>> START DOCUMENT EXTRACT

Workunits stopping?

CaptRingold

Limp Gawd
Joined
Feb 12, 2005
Messages
256
I'm new to this, only recently switched over from BOINC projects, but it looks like every other workunit on both computers I have this running on at the moment (three clients total, one is a dual proc) leaves either a "Gromacs could not continue any further" sort of message or something about potential system instability. Appears to save what has been done up to then, sends it in (partial credit?), loads up another WU and starts over.

Is this.. normal? No OC on either system, but they're both not exactly brand-spankin' new.


 
No... it's not normal... very rarely should a WU end early... I usually go months without having an early end unit... and then I may get one or two in a weeks time... but not every other WU I get.....

In my experience, F@H taxes the system more than just about anything else... I used to used Seti, and when I first switched to F@H, my PC couldn't handle it (because my HSF was clogged with dust).... After I dusted it out, everything worked fine...

Is it prime stable? memtest?

BTW... Welcome to the [H]orde!!


Keep on Folding!!

 
Coincidently I just got an EUE pn a BIG unit this week.
What flags are you running? What unit was it?
 
I concur, I recently moved my boxen from SETI to F@H (GO [H]ORDE!!! ) and folding is much harder on my cpus and memory than SETI ever was. frex, my [email protected] flew thru most seti units in 4:30 to 5 hours, the fastest it has ever processed any F@H unit is about 18 hours. I have a gig of ram, but all I get is tinkers and gromacs (I just enabled advmethods though, that should change soon) BTW, I'm stress testing my sisters celeron 2.7 w/256meg, it takes about 44 hours to process what my a64 does in 36-38, at least based on the only unit it will get to do, a 1130 tinker. Too bad she doesn't even have dial-up :(
 
one ? would be which version of F@H are you using?

There has been a few people who have lots of problems
with graphical not finishing units, or crapping out..
 
I went with console in both computers. The older of the two, I'm not sure, but has either 256mb or 512mb. This computer has 640mb.

>> END DOCUMENT EXTRACT
>> START DATA EXCERPTS

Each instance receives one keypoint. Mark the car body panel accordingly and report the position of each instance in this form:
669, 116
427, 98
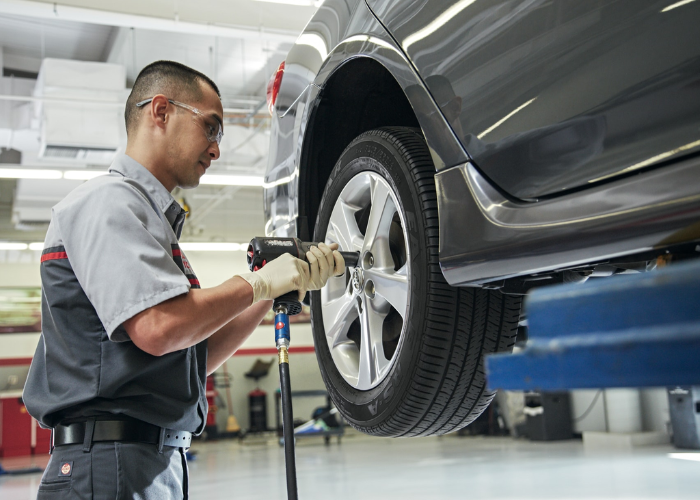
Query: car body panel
486, 233
336, 35
656, 209
550, 95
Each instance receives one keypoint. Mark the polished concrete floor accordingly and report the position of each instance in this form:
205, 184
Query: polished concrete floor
428, 468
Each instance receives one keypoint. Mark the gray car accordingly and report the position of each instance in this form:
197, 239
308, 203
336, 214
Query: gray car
471, 150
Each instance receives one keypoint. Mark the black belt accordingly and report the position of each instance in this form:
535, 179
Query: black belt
121, 430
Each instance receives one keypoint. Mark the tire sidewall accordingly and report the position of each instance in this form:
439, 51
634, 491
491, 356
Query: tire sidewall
373, 153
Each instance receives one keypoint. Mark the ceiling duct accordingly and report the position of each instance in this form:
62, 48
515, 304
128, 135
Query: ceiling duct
87, 127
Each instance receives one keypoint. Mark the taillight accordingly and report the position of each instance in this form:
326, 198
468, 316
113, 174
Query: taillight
273, 87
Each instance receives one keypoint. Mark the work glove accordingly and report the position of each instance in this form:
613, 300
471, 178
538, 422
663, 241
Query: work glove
324, 261
279, 276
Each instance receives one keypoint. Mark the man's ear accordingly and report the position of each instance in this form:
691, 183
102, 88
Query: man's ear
159, 110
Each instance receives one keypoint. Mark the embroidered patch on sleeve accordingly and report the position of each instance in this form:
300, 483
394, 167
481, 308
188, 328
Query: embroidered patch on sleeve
66, 469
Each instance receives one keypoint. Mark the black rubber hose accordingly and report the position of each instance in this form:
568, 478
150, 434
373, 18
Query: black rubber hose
288, 429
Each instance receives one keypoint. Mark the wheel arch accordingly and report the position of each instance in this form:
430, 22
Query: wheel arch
360, 95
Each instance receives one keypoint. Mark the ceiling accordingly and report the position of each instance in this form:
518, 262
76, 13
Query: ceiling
241, 66
26, 41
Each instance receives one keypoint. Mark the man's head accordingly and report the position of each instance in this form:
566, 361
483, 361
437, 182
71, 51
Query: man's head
165, 133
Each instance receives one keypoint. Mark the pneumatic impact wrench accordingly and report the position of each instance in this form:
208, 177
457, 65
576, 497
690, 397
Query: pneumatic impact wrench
260, 252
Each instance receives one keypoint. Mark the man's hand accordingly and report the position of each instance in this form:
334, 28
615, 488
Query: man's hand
324, 261
279, 276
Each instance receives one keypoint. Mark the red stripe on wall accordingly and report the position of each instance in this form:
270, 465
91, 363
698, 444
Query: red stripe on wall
15, 361
54, 256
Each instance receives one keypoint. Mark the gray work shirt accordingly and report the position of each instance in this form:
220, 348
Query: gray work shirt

>> END DATA EXCERPTS

_COMPLETE THE FOLLOWING:_
**a.** Reproduce the passage of the workunit thread from "one ? would" up to and including "or crapping out..".
**b.** Decide whether each statement agrees with the workunit thread, giving yes or no and quoting the deciding words: (i) the first poster runs three clients in all; (ii) the sister's Celeron machine has a dial-up connection; (iii) the first poster installed the graphical version on both computers.
**c.** Pick up the workunit thread after its last sentence and continue it.

_TASK-BY-TASK OUTPUTS:_
**a.**
one ? would be which version of F@H are you using?

There has been a few people who have lots of problems
with graphical not finishing units, or crapping out..

**b.**
(i) Yes: "three clients total, one is a dual proc"
(ii) No: "Too bad she doesn't even have dial-up"
(iii) No: "I went with console in both computers."

**c.**
This computer, being dual 2400 MPs, and therefore not having SSE2, I'm thinking may have trouble since my flags are -local -forceasm -advmethods. I'll try knocking off the last two and see if that helps, and I'll start Prime and Memtest now to stress it while I run to the post office and see if when I get back it comes up with any errors. I feel bad after it's been cranking out a unit for 18 hours and then on the 99th frame of 100 decides it's done early; mission incomplete!



edit: I think you all knew what I was talking about, but heres the exact message from one of the two clients log files:

[23:17:46] Completed 330000 out of 1000000 steps (33)
[23:22:57] Quit 101 - Fatal error:
[23:22:57] Step 332007, time 664.014 (ps) LINCS WARNING
[23:22:57] relative constraint deviation after LINCS:
[23:22:57] max 0.000000 (between atoms 1 and 2) rms 1.#QNAN0
[23:22:57]
[23:22:57] Simulation instability has been encountered. The run has entered a
[23:22:57] state from which no further progress can be made.
[23:22:57] This may be the correct result of the simulation, however if you
[23:22:57] often see other project units terminating early like this
[23:22:57] too, you may wish to check the stability of your computer (issues
[23:22:57] such as high temperature, overclocking, etc.).
[23:22:57] Going to send back what have done.
[23:22:57] logfile size: 18802
[23:22:57] - Writing 19480 bytes of core data to disk...
[23:22:57] ... Done.
[23:22:57]
[23:22:57] Folding@home Core Shutdown: EARLY_UNIT_END
[23:23:01] CoreStatus = 72 (114)
 
First of all - early unit ends may generate partial points.
Try running the performance monitor under microsoft management console and track memory usage, cpu usage and page faults. Or at least look at Task Manager, performance, memory usage.
Some of the QMD's have been sucking up 300MB of memory each.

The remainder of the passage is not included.